Lines from the one containing "Can you find the downspout?" to the end of the data below are to be restated exactly, with both ends included and nothing else.
======== ENTRIES PROVIDED ========
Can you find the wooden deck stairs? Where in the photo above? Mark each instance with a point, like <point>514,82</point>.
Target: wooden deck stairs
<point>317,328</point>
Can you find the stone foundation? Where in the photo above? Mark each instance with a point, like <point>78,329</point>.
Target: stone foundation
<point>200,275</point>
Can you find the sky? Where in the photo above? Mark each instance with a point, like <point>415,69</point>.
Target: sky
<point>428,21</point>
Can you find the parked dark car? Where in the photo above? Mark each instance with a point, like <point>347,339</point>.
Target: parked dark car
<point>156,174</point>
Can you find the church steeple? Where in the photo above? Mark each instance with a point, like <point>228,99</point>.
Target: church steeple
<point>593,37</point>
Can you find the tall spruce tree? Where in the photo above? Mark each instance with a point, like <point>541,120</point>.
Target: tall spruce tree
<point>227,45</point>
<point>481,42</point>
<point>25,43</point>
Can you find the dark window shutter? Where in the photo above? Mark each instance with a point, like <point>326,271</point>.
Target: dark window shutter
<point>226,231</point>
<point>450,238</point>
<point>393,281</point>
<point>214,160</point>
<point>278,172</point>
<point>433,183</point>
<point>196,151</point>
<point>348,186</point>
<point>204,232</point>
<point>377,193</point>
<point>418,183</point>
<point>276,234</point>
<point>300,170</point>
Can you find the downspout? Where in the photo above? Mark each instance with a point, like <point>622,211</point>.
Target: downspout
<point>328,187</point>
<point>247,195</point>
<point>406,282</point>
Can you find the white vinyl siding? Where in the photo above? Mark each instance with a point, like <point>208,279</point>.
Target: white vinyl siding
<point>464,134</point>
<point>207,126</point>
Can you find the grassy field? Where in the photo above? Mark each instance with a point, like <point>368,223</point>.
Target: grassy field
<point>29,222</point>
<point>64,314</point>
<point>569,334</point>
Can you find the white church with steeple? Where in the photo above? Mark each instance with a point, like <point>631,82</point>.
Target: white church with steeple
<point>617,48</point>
========
- _ANSWER SECTION_:
Can you find the downspout? Where in the photo above? Mark each instance with a point, like <point>622,211</point>.
Target: downspout
<point>328,187</point>
<point>247,195</point>
<point>406,282</point>
Can you find the white vinyl siding? Where in the photo above? Mark each instance with a point, like <point>208,279</point>.
Target: white vinyl siding
<point>464,134</point>
<point>207,126</point>
Can you find the grassy field? Where in the photo above? Mark each instance with a point, like <point>368,223</point>.
Target: grassy field
<point>29,222</point>
<point>64,314</point>
<point>569,334</point>
Can you find the white church with steeple? Where in the photo above? Mark each instance with a point, like <point>631,82</point>.
Target: white church with steeple
<point>617,48</point>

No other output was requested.